── DATA RECORDS

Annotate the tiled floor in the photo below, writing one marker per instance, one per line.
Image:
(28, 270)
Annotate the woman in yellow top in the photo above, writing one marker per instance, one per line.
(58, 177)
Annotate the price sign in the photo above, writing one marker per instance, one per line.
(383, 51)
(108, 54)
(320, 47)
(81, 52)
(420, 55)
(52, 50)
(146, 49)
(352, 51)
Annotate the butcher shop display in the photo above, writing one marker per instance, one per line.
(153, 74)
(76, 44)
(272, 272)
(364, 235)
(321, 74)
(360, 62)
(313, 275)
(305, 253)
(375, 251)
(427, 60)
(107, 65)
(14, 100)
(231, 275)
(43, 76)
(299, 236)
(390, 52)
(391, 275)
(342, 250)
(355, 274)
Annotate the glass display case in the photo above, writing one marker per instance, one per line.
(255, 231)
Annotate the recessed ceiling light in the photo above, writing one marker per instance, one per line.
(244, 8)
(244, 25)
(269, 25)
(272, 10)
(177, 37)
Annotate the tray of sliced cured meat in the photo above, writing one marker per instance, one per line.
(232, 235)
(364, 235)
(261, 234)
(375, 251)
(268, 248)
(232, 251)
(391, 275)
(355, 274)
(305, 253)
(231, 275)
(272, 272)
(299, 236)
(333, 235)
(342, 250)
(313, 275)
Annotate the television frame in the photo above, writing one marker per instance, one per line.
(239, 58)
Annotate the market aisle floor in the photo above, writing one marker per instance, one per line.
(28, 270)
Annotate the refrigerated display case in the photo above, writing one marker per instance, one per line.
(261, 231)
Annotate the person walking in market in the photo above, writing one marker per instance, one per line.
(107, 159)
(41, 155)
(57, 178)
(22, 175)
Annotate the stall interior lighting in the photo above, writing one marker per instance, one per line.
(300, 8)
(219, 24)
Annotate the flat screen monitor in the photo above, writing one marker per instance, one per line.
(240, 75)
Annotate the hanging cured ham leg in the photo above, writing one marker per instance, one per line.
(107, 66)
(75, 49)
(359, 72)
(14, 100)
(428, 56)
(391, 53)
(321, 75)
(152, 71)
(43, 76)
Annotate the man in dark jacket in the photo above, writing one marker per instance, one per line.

────

(WHAT THE TASK ASKS) Output the line holding "Annotate the market", then every later line through the end of the records above, exactly as given and nothing else.

(RESPONSE TO THE EXERCISE)
Annotate the market aisle floor in the photo above, writing one marker per instance, one per line.
(28, 270)
Annotate the refrigerated display case in the photo above, writing one marker per instance, one per line.
(261, 231)
Annotate the person walking in market in the photo above, writing one marker per instance, one per line.
(107, 159)
(41, 155)
(57, 178)
(22, 175)
Annotate the stall interior lighting in the photo above, writing one marker per instance, one per line.
(300, 8)
(219, 24)
Annotate the flat screen monitor in the photo above, writing one marker per instance, one per line.
(240, 75)
Annotate the hanging cured ham leg in the photo above, writing one marker per instance, one per line.
(107, 66)
(75, 49)
(359, 72)
(14, 100)
(428, 56)
(391, 53)
(321, 75)
(152, 71)
(43, 76)
Annotate the man in dark jacket in the photo above, writing one marker per instance, one per line.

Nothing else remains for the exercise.